FRAGEN ZUM TEXT
1. Wie heißt laut dem Interview mit Helmut Schuller die eigene Lösung, die sein Unternehmen im Bauwesen einsetzt?
2. Erklären Sie anhand des Interviews mit Helmut Schuller, warum er mit den Möglichkeiten der Aveva-Produkte bestens vertraut ist.
3. Führen Sie bitte das Interview mit Helmut Schuller über den digitalen Zwilling fort, und zwar im Anschluss an die zuletzt gestellte Frage.

SEITENAUSZUG
- - -

„Der digitale Zwilling ist ein bisschen wie Google Maps“

Interview mit Helmut Schuller, Geschäftsführer der SCHULLER & Company GmbH

Wirtschaftsforum: Herr Schuller, mit Ihrem Software- und Serviceangebot engagieren Sie sich sowohl im Industrieanlagenbau als auch im konstruktiven Ingenieurbau. Auf welche Lösungen setzen Sie dabei genau?

Helmut Schuller: Für den Indus-trieanlagenbau greifen wir auf Produkte von Aveva zurück, die wir dann entsprechend adaptieren, implementieren und finetunen. Vor der Gründung von SCHULLER & Company hatte ich viele Jahre lang die Global Sales-Aktivitäten von Aveva verantwortet, sodass ich mit sämtlichen Möglichkeiten der entsprechenden Produkt-Suites bestens vertraut bin. Im Bauwesen setzen wir mit unserer eigenen Lösung bocad indes auf das wahrscheinlich beste Produkt, das der Markt für die Ausführungsplanung zu bieten hat, da sich damit auch direkt der eigentliche Fertigungsprozess darstellen lässt. Die Anwendungsfelder unserer Lösungen sind dabei eben so breit und global wie komplex: In Indien dürfte in den letzten Jahren kaum ein Strommast entstanden sein, der nicht mithilfe von bocad geplant wurde; dasselbe gilt wahrscheinlich auch für die Verankerungen von Windkraftanlagen im Meer.

Wirtschaftsforum: Worin liegt bei der Kombination dieser beiden Ansätze der zentrale Mehrwert für Ihre Kunden?

Helmut Schuller: Im gelebten Alltag gehören beide Bereiche eigentlich untrennbar zusammen, auch wenn sie im Kern unterschiedliche Disziplinen darstellen. Durch die entsprechende Collaboration Suite können wir das Problem lösen, dass die einzelnen Fachdisziplinen den digitalen Zwilling oftmals nur im Hinblick auf ihre eigenen konkreten He-rausforderungen betrachten. Doch um die Betriebsgenehmigung für eine Anlage zu erhalten und alle anfallenden Prozesse so effizient wie möglich steuern zu können, müssen nicht nur die verfahrenstechnischen Aspekte bedacht werden, sondern auch die Planung von Fluchtwegen, die Zugangsmöglichkeiten zu Feuerlöschern, Einschränkungen in Bezug auf den möglichen Funkenflug in bestimmten Zonen und viele weitere Problemstellungen im Rahmen des BIM. Mit unseren Lösungen bringen wir beides zusammen – und ermöglichen den Anwendern somit einen unkomplizierten Überblick über alle relevanten Aspekte.
 

Wirtschaftsforum: Wie fassen Sie den digitalen Zwilling dabei genau auf?

- - -

DATENSATZAUSZUG
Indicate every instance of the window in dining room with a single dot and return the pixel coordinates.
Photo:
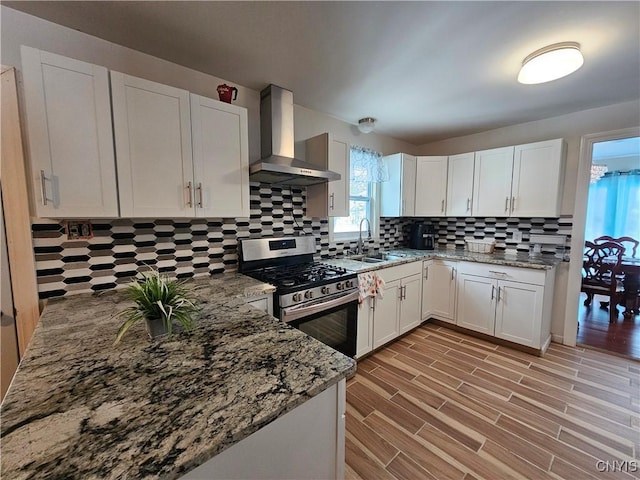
(613, 206)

- - -

SCHRIFTLICHE ANTWORTEN
1. Die eigene Lösung heißt bocad.

2. Vor der Gründung von SCHULLER & Company hatte er viele Jahre lang die Global Sales-Aktivitäten von Aveva verantwortet. Deshalb kennt er sämtliche Möglichkeiten der entsprechenden Produkt-Suites.

3.
Helmut Schuller: Ich vergleiche den digitalen Zwilling gerne mit Google Maps. Wenn Sie dort den Sitz unseres Unternehmens in der Mergenthalerallee in Eschborn eingeben, werden Sie schnurstracks zu unserem Gebäude geführt. Wenn Sie dann ein Stück weit herauszoomen, rückt auch die nähere Umgebung ins Blickfeld: Sie sehen dann etwa, dass Ernst & Young neben uns eine Niederlassung betreibt, oder dass sich um die Ecke ein italienisches Restaurant befindet. Wenn Sie dann darauf klicken, erfahren Sie dessen Öffnungszeiten und das Gericht des Tages und erhalten viele weitere Informationen. Aus welchen Quellen diese einzelnen Informationen letzten Endes stammen, wissen Sie nicht – das kann Ihnen aus der Anwenderperspektive aber auch egal sein. Wichtig ist, dass Sie als Consumer Zugriff auf alle Daten haben, die Sie benötigen. Genau so funktioniert im Idealfall auch der digitale Zwilling – nur dass es dort eben nicht um vergleichsweise banale Sachverhalte wie den Standort eines Restaurants geht, sondern um essenzielle Informationen für die Prozesssteuerung und sicherheitsrelevante Aspekte, die mit einer verlässlichen Weitsicht bedacht werden müssen. Denn kommt es im Industriekontext erst einmal zu einem schweren Störfall, im schlimmsten Fall sogar mit Personenschaden, ist die Bereitschaft zur Verhinderung des nächsten Problemereignisses oft groß – nur ist es dann eigentlich schon zu spät.
 

Wirtschaftsforum: Worin sehen Sie die zentralen Stärken Ihres Unternehmens?

Helmut Schuller: Ich glaube, man spürt in unserem gelebten Alltag, dass wir inhabergeführt sind und somit unabhängig von kurzfristigen Investoreninteressen agieren können. Wenn wir eine gute Idee haben und überzeugt sind, dass sie unseren Kunden helfen wird, dann wollen wir sie zügig und unkompliziert umsetzen – da halten wir es ein bisschen mit dem Slogan von Nike: Just Do it! Deswegen habe ich mich auch vor sechs Jahren zur Gründung von SCHULLER & Company entschlossen, einfach weil ich überzeugt war, dass wir außerhalb von Konzernstrukturen mit deutlich niedrigeren Abstimmungskosten flexibler und wirkmächtiger im Markt auftreten können. Inzwischen beschäftigen wir 80 Mitarbeiter und würden dieses Jahr gerne noch die symbolisch wichtige Schlagzahl von 100 erreichen. Dabei setzen wir nicht nur auf Menschen aus einschlägigen IT- und Ingenieursberufen, sondern auch auf interessierte Quereinsteiger aus eigentlich fachfremden Disziplinen, die sich in ihrer Berufslaufbahn Kompetenzen angeeignet haben, die für uns wichtig sind, etwa in der Kommunikation oder im Marketing. Zudem haben wir den großen Vorteil, geografisch weitgehend unbeschränkt auf den gesamten Talentpool zugreifen zu können – denn schon lange vor der Coronakrise haben wir konsequent auf nachhaltige Remote-Work-Konzepte gesetzt. Die Einschränkungen der Pandemie haben uns deswegen kaum betroffen – wir konnten ganz normal weiterarbeiten.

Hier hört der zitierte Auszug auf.